BEGIN Data excerpts
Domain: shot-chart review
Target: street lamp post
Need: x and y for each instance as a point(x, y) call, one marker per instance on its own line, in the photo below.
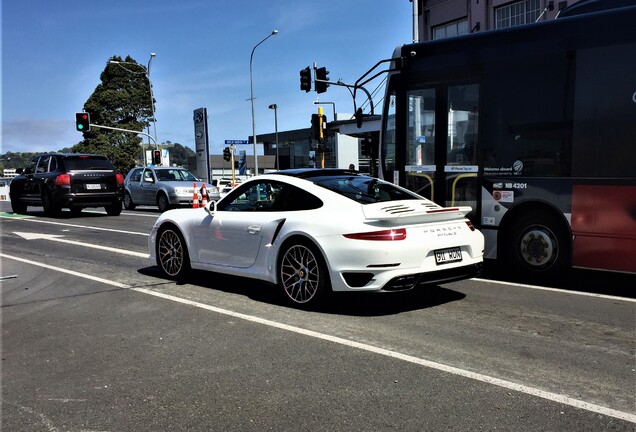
point(275, 108)
point(273, 33)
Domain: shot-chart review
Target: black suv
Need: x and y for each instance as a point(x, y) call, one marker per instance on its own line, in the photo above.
point(75, 181)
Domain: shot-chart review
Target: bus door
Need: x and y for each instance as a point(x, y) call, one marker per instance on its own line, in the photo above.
point(460, 164)
point(442, 137)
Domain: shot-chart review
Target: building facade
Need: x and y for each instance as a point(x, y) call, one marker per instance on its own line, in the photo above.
point(439, 19)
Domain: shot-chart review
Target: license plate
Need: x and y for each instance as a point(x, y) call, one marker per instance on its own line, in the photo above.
point(443, 256)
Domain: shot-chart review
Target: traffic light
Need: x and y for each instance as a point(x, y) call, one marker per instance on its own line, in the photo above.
point(156, 157)
point(366, 147)
point(82, 122)
point(322, 75)
point(319, 127)
point(305, 79)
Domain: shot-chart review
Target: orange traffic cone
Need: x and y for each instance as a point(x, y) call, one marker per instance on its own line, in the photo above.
point(204, 196)
point(195, 197)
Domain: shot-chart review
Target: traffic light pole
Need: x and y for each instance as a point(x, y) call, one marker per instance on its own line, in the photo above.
point(126, 130)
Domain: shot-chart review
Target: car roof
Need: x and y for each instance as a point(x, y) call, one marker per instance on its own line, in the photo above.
point(72, 155)
point(306, 173)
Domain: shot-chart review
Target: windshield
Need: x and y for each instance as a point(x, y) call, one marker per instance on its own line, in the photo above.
point(365, 190)
point(171, 174)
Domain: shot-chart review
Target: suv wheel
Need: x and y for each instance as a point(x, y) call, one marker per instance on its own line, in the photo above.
point(17, 206)
point(128, 204)
point(114, 209)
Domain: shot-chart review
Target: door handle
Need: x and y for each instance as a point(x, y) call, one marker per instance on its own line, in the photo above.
point(254, 229)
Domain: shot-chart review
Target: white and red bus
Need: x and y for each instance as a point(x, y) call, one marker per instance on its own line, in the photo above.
point(534, 127)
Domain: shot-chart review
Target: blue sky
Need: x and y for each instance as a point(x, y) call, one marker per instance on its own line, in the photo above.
point(54, 51)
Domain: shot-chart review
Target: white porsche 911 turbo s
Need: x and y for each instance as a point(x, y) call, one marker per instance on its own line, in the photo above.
point(313, 231)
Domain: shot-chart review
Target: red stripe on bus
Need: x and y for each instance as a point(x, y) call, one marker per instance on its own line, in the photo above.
point(604, 227)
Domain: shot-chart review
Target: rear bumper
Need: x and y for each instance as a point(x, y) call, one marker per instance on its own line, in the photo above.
point(89, 199)
point(403, 283)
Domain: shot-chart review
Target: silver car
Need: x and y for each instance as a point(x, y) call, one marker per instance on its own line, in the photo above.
point(164, 187)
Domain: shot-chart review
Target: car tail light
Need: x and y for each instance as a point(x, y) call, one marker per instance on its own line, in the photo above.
point(63, 180)
point(385, 235)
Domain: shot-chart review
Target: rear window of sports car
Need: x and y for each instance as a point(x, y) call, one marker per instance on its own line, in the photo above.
point(365, 190)
point(87, 163)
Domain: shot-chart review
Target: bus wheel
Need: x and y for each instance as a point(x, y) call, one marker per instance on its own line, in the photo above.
point(537, 243)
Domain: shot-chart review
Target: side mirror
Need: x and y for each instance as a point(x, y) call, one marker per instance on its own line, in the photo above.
point(211, 208)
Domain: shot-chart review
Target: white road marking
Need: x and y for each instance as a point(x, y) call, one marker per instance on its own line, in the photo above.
point(59, 239)
point(563, 291)
point(554, 397)
point(87, 227)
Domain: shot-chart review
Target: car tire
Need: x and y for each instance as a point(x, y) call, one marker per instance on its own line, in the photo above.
point(114, 209)
point(128, 204)
point(537, 243)
point(163, 203)
point(51, 208)
point(17, 206)
point(172, 253)
point(303, 274)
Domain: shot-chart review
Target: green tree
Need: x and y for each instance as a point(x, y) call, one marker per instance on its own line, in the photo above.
point(121, 100)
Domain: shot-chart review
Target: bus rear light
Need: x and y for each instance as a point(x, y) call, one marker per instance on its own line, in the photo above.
point(385, 235)
point(63, 180)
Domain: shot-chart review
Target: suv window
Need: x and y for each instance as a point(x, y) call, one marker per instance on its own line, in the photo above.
point(136, 175)
point(43, 165)
point(87, 163)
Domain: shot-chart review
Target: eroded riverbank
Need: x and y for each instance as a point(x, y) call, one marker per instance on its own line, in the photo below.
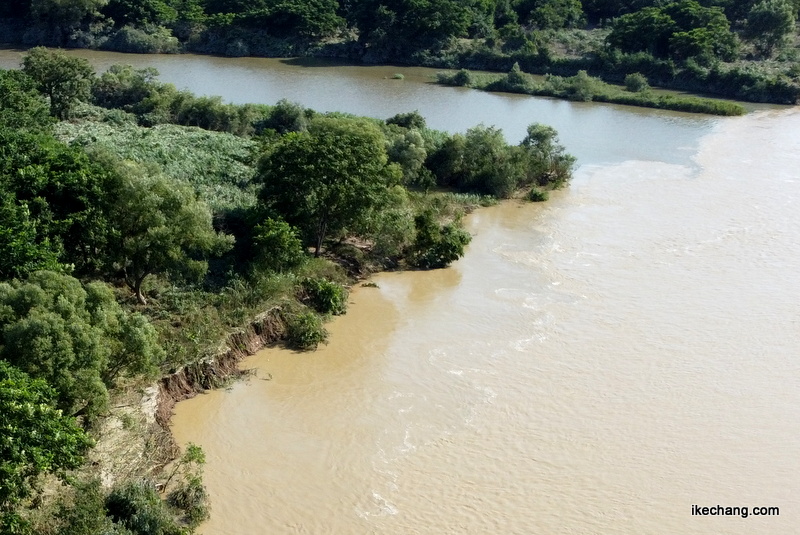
END Data excerpts
> _Action item_: Return every entry exactly, dropping the pictures.

> _Task output_:
Domain: shot-chart review
Target: street lamp post
Need: x and y for each instance as a point(x, y) call, one marker per instance on its own line, in the photo below.
point(275, 108)
point(273, 33)
Domain: shot-chart review
Target: black suv
Need: x and y for each instance as a point(x, y) call, one marker per instance on its own line, in the photo above.
point(75, 181)
Domain: shot-chart review
Target: bus door
Need: x and y for each instance as a point(x, y) call, one marker per instance on its own line, in the photo above.
point(460, 164)
point(442, 137)
Domain: shot-chart review
Target: building facade
Need: x and y for each instance as a point(x, y) call, one marker per instance on its own line, in the photo above.
point(439, 19)
Domain: shot-chart review
Target: license plate
Need: x and y for each instance as a point(x, y) call, one marker per instance on its own line, in the photo above.
point(443, 256)
Domain: shot-chart review
Target: traffic light
Need: x and y for each instance as a point(x, y) call, one marker per instance on its own line, in the photo above.
point(156, 157)
point(366, 147)
point(82, 122)
point(322, 75)
point(319, 127)
point(305, 79)
Domain: shot-chart review
Target: orange traffic cone
Need: x and y for each instance as a point(x, y) call, one marker per instance on its own line, in the photo above.
point(204, 196)
point(195, 197)
Domain: shot-chart review
Target: traffic light pole
Need: x and y for each instance as a point(x, y) call, one marker per instance on its own line, in the photo above.
point(126, 130)
Domain: shot-chart review
Target: car roof
Need: x and y for each instance as a point(x, y) call, one marker per instance on its own line, in the photo above.
point(72, 155)
point(306, 173)
Domain: shot-chart review
Target: windshield
Need: x and y for each instance as a point(x, y) call, one marker per instance on its own line, in the photo above.
point(365, 190)
point(171, 174)
Domain: shot-chart review
Target: suv wheel
Need: x and y for each instance as a point(x, y) call, one marker per instance on its own line, in the photo above.
point(17, 206)
point(128, 204)
point(114, 209)
Domain: shot-chart review
Target: door handle
Need: x and y for each instance as a point(x, y) call, one marker per instance on its own line, in the photo above.
point(254, 229)
Domain: shot-chart review
Target: white and red bus
Need: x and y for each instance as a point(x, y) call, one marker per instance on its own line, in the photo above.
point(534, 127)
Domain: shot-chart review
Target: blue sky
Need: x and y for each instance as a point(x, y) call, one marker per instance on its own line, in the photo above.
point(54, 51)
Domain: shot-chart review
Target: white porsche 911 turbo s
Need: x and y for each instance as a point(x, y) call, one marker per instance on its own line, in the photo above.
point(313, 231)
Domain: shot-chart review
Target: red stripe on bus
Need: x and y for each instance as a point(x, y) call, one marker per instance on its own line, in the photo above.
point(604, 227)
Domain: shot-chart review
Target: rear bumper
Need: x and y for each instance as a point(x, y) call, one marker per instance on its own line, in the photo above.
point(89, 199)
point(403, 283)
Domain: shot-chart review
Target: silver car
Need: x and y for each instance as a point(x, y) call, one marker per instance on its own line, in the photo above.
point(164, 187)
Domain: shot-chart review
Target: car tail light
Need: x and y for each instance as a point(x, y) call, one marker per instance on its own line, in the photo above.
point(63, 180)
point(385, 235)
Domain: shot-chart review
Target: rear window of sports car
Need: x and y for each instance as a point(x, y) call, one marker per instance on its own line, in the photo above.
point(365, 190)
point(87, 163)
Domain: shot-chart review
Target: bus wheel
Need: x and y for each instance as a point(x, y) call, one marker per instance on its own line, in the photo above.
point(537, 243)
Domain: shot-chart review
Target: side mirror
Need: x and y for each instance as a point(x, y) call, one marker per instance on its own line, in the photo above.
point(211, 208)
Domain: shot-chart review
Target: white road marking
Need: x and y for each instance as a point(x, y) call, one marker per instance on its own line, in the photo above.
point(59, 239)
point(563, 291)
point(554, 397)
point(87, 227)
Domain: shot-chart review
Target: car tire
Need: x and y for each instance as a point(x, y) call, one marker per instance on its own line, in the photo above.
point(114, 209)
point(128, 204)
point(537, 243)
point(163, 203)
point(51, 208)
point(17, 206)
point(172, 253)
point(303, 274)
Domain: shot-chart review
Target: green tree
Need: x and y for each instance as a point(x, y) call, one marker per instance on its own line, in the photo above.
point(121, 100)
Domain: shot-chart review
Target: bus rear light
Need: x and y for each instance as a point(x, y) call, one marker per instance on its own line, in the photo above.
point(385, 235)
point(63, 180)
Domain: shot-chart review
Target: suv window
Need: x and y for each instance as a point(x, y) call, one marker per instance on its own line, in the photo above.
point(136, 175)
point(43, 165)
point(87, 163)
Domain: shot-chart review
Target: eroded riverbank
Need: x and y for each instance as a point(x, y) call, one marker per instance on its own line, in the photo below.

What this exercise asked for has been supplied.